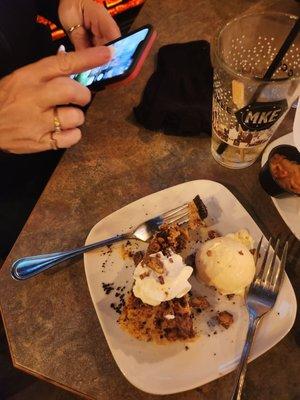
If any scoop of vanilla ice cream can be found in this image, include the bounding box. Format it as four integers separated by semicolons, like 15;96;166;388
133;252;193;306
196;230;255;294
225;229;254;250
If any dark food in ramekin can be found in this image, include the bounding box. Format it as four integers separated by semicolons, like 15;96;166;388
259;145;300;197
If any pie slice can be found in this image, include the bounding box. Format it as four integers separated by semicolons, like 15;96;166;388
118;196;209;344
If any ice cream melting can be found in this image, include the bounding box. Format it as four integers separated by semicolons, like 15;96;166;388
133;251;193;306
196;229;255;295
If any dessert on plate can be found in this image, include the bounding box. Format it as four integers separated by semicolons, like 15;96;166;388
118;196;255;344
119;196;209;343
195;229;255;295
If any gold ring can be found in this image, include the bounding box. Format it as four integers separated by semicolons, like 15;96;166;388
68;24;82;33
53;107;61;133
50;132;59;150
50;107;61;150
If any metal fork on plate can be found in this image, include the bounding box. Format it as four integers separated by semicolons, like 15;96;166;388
231;238;288;400
11;203;189;280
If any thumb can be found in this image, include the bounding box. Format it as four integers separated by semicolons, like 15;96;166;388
24;46;112;81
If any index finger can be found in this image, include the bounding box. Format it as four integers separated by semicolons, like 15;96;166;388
24;46;111;80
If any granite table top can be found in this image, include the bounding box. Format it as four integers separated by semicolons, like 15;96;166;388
0;0;300;400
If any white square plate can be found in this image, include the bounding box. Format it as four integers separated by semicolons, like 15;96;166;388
84;180;296;394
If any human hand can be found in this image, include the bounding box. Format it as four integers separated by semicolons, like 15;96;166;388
58;0;120;50
0;46;111;154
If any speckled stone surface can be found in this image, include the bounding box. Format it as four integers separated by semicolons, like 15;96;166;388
0;0;300;400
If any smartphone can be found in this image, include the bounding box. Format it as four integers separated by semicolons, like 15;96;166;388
71;25;156;91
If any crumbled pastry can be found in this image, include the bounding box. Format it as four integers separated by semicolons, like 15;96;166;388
118;292;195;344
190;296;210;310
141;253;164;274
147;225;188;254
133;251;145;266
217;311;233;329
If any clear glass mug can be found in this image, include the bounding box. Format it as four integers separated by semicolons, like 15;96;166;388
211;12;300;169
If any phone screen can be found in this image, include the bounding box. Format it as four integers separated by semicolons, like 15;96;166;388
71;28;149;86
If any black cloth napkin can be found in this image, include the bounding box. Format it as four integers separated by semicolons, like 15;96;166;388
134;40;213;135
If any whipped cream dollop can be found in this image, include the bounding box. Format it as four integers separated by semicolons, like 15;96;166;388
133;251;193;306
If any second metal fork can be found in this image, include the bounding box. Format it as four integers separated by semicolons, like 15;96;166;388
231;238;288;400
11;203;189;280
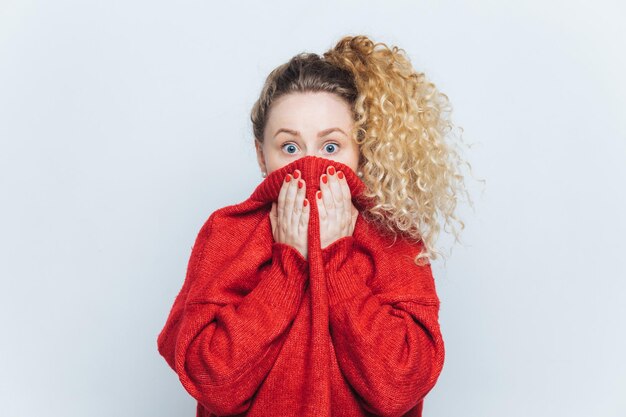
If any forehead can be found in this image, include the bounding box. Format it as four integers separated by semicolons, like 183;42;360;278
267;92;353;129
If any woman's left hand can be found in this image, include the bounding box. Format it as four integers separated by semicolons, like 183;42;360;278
315;162;359;249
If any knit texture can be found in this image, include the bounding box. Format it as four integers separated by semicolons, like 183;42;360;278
157;156;444;417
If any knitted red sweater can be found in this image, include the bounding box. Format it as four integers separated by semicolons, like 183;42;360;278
157;156;444;417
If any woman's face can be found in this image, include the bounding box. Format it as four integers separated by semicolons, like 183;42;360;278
255;92;359;175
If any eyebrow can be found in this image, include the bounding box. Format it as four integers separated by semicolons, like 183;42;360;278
274;127;348;138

════

WORK REQUIRED =
Copy out the rows starting at the line that contains "If any ice cream" and ending at the line that contains "196;229;255;295", both of those lines included, word for word.

SOLUTION FOR THIS PROBLEM =
If any ice cream melting can be found in this image, include the bounding box. Format it as four integers separated by semicolons, like 15;96;166;388
133;251;193;306
196;229;255;295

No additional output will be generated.